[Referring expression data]
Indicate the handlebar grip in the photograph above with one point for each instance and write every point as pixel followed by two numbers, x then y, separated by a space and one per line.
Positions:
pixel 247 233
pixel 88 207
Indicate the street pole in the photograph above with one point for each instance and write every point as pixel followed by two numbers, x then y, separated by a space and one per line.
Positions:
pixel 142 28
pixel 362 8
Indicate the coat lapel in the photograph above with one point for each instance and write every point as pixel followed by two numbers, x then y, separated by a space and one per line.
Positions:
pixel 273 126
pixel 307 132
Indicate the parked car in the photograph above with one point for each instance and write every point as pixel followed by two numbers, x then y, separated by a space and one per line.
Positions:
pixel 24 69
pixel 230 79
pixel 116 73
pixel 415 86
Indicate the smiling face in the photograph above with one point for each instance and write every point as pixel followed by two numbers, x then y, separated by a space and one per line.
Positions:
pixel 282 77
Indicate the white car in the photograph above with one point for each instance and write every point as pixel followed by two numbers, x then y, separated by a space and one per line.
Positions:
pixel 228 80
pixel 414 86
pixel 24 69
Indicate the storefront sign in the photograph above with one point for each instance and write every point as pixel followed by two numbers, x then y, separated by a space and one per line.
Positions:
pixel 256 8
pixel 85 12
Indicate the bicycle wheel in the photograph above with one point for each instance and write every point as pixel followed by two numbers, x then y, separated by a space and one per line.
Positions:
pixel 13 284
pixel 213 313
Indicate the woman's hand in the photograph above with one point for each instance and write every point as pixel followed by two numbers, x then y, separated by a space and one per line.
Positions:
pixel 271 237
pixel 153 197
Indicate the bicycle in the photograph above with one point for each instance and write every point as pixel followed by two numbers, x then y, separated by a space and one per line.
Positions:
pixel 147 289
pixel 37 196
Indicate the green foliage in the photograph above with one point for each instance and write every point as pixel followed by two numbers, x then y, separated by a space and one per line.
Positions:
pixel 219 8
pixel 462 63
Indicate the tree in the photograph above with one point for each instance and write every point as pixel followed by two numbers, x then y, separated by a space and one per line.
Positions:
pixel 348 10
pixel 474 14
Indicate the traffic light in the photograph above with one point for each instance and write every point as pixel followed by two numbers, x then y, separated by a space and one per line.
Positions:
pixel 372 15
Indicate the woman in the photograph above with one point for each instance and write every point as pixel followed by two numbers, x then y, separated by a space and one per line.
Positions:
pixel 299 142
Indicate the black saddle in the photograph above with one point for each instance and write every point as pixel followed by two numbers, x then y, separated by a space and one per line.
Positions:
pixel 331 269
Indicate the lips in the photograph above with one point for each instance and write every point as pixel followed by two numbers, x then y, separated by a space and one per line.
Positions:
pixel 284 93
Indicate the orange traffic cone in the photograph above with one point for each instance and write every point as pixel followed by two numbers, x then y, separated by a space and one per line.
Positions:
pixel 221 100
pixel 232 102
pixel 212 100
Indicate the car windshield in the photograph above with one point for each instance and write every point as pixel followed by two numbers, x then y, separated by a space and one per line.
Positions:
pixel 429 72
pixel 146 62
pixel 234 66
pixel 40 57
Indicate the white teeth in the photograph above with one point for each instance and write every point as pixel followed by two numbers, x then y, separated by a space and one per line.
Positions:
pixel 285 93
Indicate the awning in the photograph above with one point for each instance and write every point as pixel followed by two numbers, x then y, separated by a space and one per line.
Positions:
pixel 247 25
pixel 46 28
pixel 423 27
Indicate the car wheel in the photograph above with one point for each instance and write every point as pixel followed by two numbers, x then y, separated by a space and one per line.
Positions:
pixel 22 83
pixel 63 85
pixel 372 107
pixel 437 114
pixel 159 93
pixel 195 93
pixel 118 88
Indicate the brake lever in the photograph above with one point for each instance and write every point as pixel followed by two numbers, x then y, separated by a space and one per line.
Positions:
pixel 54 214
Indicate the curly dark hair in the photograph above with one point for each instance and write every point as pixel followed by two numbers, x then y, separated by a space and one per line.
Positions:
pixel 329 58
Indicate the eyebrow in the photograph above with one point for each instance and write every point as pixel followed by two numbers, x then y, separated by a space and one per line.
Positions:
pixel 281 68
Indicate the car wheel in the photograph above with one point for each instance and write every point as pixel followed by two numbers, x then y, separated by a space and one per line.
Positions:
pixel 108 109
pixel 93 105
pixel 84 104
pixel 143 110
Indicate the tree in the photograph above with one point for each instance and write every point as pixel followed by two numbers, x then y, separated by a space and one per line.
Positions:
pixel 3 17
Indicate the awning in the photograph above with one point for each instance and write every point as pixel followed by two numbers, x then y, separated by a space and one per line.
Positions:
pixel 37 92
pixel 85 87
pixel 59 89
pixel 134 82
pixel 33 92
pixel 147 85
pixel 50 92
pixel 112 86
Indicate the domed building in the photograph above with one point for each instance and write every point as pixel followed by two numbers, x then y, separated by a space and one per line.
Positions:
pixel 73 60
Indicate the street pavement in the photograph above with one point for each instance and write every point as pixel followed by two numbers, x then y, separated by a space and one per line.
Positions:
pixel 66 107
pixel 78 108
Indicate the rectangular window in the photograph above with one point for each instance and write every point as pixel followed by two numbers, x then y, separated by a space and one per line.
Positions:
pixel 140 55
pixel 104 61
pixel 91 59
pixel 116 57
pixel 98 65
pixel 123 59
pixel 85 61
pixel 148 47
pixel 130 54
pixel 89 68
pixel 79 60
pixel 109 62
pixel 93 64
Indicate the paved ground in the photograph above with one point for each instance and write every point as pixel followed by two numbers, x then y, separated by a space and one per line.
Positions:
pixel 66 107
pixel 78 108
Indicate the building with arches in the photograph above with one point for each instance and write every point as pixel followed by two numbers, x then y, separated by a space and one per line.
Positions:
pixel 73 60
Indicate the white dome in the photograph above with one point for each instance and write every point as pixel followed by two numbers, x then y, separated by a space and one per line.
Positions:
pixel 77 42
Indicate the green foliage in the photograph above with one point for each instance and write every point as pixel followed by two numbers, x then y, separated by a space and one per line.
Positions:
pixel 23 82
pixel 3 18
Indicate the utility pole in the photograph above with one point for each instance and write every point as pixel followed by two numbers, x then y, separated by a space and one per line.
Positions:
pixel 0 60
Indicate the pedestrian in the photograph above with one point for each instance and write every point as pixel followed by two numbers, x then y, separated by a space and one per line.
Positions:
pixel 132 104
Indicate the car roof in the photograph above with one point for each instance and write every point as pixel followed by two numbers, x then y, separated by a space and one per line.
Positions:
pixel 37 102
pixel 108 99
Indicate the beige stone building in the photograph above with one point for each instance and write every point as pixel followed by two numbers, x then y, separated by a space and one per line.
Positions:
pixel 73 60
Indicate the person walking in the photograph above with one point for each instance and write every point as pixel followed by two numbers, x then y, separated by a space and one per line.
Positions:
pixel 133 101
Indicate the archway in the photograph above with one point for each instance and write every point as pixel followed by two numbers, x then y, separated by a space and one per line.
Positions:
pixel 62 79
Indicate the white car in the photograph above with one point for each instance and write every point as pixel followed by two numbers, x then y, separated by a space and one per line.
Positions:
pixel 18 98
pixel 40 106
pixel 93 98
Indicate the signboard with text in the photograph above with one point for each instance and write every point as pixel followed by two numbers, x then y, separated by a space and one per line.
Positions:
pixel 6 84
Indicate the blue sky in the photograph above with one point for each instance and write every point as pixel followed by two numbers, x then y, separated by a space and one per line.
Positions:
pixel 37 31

Work instructions: Gather up the lines containing the word "pole" from these records and copy them.

Answer below:
Indicate the street pole in the photograph above with one point for each instance and write every point as pixel followed by two numbers, x then y, separated by a space and one per line.
Indicate the utility pole in the photograph above with one point for each instance and write every point as pixel followed by two numbers, x then y, separated by a space and one per line.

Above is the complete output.